Find every line in the records below that holds the word "brown", and copy each one.

:: Given records ::
+--

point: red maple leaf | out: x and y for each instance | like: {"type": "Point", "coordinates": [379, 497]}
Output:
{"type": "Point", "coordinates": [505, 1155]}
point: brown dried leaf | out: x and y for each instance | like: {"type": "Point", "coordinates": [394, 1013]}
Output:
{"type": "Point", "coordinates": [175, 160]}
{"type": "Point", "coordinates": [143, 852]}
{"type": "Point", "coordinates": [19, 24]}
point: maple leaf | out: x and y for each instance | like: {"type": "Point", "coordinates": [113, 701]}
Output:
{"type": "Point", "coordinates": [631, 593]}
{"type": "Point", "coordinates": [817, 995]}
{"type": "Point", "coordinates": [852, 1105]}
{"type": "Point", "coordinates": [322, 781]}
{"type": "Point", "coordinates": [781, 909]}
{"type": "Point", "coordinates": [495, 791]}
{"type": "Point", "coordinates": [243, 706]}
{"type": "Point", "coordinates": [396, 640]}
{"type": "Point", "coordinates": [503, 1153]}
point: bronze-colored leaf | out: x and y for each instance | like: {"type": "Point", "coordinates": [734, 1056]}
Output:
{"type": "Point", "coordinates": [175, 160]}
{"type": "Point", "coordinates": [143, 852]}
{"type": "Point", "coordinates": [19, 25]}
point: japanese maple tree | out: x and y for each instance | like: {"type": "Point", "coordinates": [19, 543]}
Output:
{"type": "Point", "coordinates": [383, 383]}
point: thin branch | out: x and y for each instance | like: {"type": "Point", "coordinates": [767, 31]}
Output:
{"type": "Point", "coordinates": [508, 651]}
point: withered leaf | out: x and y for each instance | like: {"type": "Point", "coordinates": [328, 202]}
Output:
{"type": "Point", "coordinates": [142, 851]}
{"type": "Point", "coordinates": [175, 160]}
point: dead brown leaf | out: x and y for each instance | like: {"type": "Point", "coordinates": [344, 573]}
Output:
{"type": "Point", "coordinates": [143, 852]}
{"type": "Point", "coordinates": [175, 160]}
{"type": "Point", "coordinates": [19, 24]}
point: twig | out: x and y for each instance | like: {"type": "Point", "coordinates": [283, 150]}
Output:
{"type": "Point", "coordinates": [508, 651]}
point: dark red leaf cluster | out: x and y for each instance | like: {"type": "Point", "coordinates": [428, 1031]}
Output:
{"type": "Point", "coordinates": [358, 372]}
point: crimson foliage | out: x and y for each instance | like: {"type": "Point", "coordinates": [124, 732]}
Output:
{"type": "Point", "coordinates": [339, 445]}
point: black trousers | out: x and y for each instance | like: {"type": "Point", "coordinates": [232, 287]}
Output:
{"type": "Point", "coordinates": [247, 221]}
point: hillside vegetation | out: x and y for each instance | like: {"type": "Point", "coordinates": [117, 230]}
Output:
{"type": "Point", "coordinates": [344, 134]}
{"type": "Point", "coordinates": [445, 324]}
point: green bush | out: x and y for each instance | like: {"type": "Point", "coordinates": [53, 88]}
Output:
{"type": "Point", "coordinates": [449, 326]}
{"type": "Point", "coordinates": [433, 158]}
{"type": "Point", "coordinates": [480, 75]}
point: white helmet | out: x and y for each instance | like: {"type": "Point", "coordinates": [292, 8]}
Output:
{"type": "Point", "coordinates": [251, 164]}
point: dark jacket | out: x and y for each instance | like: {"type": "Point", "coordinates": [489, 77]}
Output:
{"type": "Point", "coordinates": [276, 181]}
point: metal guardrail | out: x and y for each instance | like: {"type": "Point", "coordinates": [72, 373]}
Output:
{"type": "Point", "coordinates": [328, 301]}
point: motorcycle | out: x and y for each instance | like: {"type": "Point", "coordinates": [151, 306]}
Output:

+--

:: Exercise output ::
point: brown dried leaf | out: x and y for each instance | like: {"type": "Point", "coordinates": [394, 1013]}
point: dead brown leaf | out: x and y for each instance | like: {"type": "Point", "coordinates": [344, 573]}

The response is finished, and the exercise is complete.